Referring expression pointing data
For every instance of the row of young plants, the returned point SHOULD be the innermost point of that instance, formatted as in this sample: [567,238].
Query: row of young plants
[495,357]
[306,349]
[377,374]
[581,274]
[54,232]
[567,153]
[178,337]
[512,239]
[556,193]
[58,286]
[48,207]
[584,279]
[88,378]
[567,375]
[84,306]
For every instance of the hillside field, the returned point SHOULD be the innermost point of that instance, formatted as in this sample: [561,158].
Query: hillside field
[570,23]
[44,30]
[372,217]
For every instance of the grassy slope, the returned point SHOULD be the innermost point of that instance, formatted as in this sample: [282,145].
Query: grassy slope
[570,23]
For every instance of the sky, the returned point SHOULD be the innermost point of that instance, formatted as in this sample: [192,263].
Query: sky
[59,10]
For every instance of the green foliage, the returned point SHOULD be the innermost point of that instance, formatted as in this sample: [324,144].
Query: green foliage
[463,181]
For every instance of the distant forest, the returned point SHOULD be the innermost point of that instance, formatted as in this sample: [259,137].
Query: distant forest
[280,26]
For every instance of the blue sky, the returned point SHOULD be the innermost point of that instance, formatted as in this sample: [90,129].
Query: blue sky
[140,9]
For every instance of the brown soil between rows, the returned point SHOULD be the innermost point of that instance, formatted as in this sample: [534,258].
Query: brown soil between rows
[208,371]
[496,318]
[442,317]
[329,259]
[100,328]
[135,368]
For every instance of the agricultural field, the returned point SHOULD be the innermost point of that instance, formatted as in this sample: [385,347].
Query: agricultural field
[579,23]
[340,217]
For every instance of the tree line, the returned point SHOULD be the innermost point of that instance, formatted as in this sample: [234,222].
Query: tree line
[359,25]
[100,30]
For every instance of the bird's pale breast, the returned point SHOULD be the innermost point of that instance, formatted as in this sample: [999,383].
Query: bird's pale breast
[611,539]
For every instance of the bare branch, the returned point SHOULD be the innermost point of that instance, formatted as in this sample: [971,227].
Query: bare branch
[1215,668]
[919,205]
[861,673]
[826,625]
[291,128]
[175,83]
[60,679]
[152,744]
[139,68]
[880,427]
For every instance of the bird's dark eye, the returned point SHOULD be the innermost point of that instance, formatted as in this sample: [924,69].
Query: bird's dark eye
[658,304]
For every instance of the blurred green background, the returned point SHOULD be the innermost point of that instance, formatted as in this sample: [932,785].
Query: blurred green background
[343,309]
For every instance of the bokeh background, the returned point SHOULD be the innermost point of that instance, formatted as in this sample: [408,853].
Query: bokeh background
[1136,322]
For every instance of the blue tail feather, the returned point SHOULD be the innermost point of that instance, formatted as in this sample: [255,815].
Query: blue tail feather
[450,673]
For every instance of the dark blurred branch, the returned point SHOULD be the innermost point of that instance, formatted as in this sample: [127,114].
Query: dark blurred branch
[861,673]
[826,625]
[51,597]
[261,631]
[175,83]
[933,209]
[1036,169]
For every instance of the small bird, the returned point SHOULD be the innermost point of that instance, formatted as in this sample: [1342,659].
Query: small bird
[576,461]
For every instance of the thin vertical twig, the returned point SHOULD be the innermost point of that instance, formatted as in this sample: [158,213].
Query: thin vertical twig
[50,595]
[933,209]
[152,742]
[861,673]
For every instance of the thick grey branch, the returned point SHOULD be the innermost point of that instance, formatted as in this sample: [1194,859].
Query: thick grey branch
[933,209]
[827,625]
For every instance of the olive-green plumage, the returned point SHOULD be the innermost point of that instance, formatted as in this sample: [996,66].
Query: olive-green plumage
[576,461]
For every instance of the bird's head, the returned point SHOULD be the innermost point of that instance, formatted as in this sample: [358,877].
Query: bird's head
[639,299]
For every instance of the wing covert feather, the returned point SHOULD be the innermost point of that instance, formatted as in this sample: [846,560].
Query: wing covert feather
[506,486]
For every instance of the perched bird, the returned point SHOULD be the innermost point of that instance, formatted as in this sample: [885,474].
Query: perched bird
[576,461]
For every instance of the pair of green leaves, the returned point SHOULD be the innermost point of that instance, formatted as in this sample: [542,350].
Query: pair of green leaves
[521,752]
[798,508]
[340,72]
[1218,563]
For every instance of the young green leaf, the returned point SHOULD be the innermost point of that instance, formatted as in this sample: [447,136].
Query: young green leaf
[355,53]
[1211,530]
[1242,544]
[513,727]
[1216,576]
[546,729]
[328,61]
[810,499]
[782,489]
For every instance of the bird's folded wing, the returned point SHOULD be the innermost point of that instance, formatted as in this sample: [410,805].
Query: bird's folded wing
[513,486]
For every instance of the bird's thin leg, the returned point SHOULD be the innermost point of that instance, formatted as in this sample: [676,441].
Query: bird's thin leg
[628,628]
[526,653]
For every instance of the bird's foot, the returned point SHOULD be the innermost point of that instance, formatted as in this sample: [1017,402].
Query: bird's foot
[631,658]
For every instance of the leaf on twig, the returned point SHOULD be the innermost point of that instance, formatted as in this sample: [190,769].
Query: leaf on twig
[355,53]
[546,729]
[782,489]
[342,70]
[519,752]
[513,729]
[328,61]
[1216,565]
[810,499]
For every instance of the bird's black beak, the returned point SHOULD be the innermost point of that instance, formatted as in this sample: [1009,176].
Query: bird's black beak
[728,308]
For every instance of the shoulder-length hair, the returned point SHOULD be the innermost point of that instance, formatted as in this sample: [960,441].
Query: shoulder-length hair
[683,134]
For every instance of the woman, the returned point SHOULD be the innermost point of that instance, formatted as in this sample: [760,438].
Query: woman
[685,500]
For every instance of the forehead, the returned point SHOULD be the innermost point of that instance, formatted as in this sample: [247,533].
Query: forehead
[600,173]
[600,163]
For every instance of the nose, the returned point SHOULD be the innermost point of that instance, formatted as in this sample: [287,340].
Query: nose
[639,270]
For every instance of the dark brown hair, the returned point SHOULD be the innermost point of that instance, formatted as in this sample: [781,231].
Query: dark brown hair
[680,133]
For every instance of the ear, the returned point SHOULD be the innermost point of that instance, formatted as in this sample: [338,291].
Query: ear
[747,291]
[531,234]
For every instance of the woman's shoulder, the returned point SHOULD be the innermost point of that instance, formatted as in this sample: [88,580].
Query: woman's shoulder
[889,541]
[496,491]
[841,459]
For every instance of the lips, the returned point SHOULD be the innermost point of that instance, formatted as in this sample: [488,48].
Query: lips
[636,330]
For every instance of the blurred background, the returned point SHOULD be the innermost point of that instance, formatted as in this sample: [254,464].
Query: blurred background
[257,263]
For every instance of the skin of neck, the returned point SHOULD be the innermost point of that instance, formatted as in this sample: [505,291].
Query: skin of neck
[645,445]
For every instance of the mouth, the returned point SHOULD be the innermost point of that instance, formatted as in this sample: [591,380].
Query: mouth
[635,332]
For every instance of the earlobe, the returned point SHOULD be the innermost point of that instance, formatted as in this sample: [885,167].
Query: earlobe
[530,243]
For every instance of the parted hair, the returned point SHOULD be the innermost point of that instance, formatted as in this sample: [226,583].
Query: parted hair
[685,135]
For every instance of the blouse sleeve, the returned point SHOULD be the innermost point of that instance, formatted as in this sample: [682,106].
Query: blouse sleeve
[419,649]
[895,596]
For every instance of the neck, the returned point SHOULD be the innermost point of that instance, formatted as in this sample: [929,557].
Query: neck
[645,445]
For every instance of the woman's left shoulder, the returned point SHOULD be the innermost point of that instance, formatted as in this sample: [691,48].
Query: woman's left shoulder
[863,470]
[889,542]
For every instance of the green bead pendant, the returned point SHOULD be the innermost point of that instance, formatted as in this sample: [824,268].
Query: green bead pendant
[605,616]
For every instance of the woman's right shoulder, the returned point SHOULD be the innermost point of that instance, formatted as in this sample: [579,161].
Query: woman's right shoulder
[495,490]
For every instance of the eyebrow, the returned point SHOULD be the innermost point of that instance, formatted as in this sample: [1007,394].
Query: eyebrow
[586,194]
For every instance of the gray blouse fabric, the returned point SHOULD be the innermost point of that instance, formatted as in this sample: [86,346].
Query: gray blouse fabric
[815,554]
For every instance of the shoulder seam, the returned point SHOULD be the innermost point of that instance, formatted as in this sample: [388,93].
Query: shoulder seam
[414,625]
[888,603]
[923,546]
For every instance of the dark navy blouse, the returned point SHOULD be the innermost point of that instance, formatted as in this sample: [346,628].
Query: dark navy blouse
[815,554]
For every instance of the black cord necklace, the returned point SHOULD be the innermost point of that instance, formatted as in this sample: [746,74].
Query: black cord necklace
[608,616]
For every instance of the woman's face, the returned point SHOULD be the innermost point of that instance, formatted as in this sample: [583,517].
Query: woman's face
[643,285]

TO DO :: Starting at the line that contains "For every instance of the neck, the", retype every line through the end of the records exactly, and nothing else.

OUTPUT OF THE EXERCISE ::
For every instance of the neck, the returned point SHOULD be the innermost point of that instance, formatted as in this sample: [929,557].
Query: neck
[645,445]
For every instance of the woman's left shoulder, the returned point SHOULD be the innermost point of that instance, formatted as in this sample: [691,48].
Query: woman's left shoulder
[863,470]
[889,542]
For every instance of the green bead pendant, the returned point SHOULD be the innermost point of that instance, formatted as in this sample: [824,268].
Query: green bead pendant
[605,616]
For every instance of the woman's right shoulder, the returned point SHOULD be the innermost point of that instance, formatted as in this sample: [579,161].
Query: woman's right shoulder
[495,490]
For every instance of the eyebrow, the returned point SHOULD be the innermost point of that instance, formatted as in this sample: [1007,394].
Query: eyebrow
[586,194]
For every instance of the gray blouse fabric, the returned point SHOULD be the innermost point of that instance, formatted as in this sample: [86,346].
Query: gray blouse fabric
[815,554]
For every instance of the shoulder seam, the returned point SHOULD be the innermost point of that instance, formatted as in this sample: [388,93].
Query: shoulder seam
[414,625]
[888,603]
[923,546]
For every instance of the dark navy blouse, the returned point SHOULD be the innermost point of that instance, formatted as in this sample: [346,628].
Query: dark navy blouse
[815,554]
For every instance of the black cord necklace, the returned point SHOULD be the innermost point of that instance, formatted as in this sample: [746,74].
Query: black cord necklace
[608,616]
For every instance of the woman's face, the returned point SHOULD be the innermost point of that instance, formatted as in this sample: [583,517].
Query: woman's face
[643,285]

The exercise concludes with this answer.